▶ [Directive a]: Change "glass exhibition" to "sculpture exhibition" in everything from "Civil Society events" down to "a glass exhibition." in the Earth Summit article, and give that passage with the change made.

** BEGIN Document excerpt **

No penguins waddle around the Antarctica ”Ice Station”, the first of hundreds of exhibits to open for the Earth Summit here, but a bewildering maze built of rusted metal and an art display crafted from waste demand as much attention.
The Group Mission Antarctica is one of some 7 000 organisations promoting a vast array of causes through exhibitions and meetings ahead of and alongside the UN World Summit on Sustainable Development, to be held from August 26 to September 4 in Johannesburg.
The Civil Society Global People’s Forum, which is expecting some 40 000 delegates, starts a week ahead of the 10-day summit at the Nasrec exhibition centre, southwest of the city.
”We will be hosting around 90 events a day and 350 exhibitors have confirmed,” said Desmond Lesejane, the chief executive officer of the Civil Society secretariat, five days ahead of its opening.
Civil Society events range from the predictable ? like sustainable agriculture and trade, alternative energy, eco-tourism, recycling by municipalities and poverty eradication — to creative events like an African dress festival and a glass exhibition.
Fringe activities like a healing circle for the Earth and a ”Rainbow Maker”, which aims to create 600-metre natural rainbows in the sky, are also on the agenda.

** END Document excerpt **

▶ [Directive b]: Identify every line of the records below that holds the word "side", and copy each such line. Case counts.

** BEGIN Task material **

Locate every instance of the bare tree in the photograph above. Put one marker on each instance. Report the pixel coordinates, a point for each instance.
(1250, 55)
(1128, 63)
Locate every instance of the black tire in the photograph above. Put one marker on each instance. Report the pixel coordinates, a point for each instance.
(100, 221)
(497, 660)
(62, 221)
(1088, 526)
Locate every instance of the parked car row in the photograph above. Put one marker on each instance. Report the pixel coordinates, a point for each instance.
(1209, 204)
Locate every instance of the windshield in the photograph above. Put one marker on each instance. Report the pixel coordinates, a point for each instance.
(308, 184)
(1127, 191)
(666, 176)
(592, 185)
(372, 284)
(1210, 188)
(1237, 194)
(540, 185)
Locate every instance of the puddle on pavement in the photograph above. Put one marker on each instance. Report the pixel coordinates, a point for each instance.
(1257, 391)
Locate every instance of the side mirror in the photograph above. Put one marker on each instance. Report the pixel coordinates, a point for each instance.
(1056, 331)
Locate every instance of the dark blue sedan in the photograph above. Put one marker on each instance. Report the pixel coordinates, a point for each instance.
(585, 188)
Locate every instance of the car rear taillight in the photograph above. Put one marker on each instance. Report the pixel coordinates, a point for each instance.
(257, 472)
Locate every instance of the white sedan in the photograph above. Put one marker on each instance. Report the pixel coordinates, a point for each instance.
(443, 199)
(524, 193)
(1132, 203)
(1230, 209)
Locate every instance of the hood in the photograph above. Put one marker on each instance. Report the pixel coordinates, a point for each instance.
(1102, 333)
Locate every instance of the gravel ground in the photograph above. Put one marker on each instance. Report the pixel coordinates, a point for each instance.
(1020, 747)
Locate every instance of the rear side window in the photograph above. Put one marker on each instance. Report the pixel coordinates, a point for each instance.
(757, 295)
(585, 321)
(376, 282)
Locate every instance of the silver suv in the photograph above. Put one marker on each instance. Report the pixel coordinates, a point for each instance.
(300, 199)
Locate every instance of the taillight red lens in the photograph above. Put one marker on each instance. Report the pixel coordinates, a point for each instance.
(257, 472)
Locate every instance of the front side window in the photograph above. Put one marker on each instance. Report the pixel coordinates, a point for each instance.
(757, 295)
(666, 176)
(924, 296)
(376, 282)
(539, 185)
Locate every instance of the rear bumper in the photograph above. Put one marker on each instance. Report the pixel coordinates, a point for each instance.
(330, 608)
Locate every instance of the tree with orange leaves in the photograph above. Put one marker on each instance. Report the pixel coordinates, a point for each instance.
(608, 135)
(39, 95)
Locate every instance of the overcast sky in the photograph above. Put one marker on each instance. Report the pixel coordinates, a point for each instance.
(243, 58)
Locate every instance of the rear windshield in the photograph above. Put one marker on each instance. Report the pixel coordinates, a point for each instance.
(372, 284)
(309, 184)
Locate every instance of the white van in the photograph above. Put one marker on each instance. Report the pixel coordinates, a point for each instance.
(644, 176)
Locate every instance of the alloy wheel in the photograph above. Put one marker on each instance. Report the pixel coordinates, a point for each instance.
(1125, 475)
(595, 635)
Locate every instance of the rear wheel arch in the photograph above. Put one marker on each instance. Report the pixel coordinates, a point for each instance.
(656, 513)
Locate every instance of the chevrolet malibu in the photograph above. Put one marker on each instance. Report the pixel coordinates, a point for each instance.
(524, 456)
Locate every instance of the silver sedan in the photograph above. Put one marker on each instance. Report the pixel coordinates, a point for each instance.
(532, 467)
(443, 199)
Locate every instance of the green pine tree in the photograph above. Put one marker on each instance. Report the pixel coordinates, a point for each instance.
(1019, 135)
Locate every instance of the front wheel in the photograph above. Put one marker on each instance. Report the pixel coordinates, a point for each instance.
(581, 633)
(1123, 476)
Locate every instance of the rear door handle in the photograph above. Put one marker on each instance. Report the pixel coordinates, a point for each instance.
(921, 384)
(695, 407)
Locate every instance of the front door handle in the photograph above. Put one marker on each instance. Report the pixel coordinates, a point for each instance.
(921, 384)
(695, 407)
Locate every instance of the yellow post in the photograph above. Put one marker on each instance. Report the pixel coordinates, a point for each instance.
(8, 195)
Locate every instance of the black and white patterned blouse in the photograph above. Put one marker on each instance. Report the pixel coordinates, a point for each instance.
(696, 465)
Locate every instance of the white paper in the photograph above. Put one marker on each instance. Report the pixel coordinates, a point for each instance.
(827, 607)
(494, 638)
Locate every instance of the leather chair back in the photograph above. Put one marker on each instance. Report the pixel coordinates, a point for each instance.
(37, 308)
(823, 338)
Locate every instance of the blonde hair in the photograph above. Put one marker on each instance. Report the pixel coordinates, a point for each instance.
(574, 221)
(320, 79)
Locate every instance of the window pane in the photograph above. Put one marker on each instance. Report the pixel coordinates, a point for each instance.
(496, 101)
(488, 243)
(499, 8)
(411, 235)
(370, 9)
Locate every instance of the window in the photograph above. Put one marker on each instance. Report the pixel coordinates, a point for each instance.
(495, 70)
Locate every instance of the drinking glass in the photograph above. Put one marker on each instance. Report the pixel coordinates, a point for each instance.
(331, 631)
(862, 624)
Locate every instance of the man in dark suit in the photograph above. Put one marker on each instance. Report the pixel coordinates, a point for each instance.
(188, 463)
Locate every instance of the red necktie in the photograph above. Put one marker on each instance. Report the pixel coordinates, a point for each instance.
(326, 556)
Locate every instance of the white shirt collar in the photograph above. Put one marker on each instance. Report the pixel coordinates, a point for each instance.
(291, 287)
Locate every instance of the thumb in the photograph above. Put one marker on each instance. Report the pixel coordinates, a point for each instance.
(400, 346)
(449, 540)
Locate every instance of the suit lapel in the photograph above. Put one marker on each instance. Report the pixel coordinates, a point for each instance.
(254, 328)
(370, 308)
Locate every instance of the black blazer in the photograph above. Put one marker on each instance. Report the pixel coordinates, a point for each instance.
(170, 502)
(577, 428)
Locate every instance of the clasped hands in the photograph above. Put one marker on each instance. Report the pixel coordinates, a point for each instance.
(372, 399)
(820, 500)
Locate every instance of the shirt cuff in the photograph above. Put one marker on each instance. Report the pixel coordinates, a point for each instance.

** END Task material **

▶ [Solution a]:
Civil Society events range from the predictable ? like sustainable agriculture and trade, alternative energy, eco-tourism, recycling by municipalities and poverty eradication — to creative events like an African dress festival and a sculpture exhibition.

▶ [Solution b]:
Locate every instance of the side mirror in the photograph above. Put one marker on each instance. Report the pixel coordinates, a point for each instance.
Locate every instance of the rear side window in the photograph above. Put one marker on each instance. Report the pixel coordinates, a point for each instance.
Locate every instance of the front side window in the photograph above. Put one marker on each instance. Report the pixel coordinates, a point for each instance.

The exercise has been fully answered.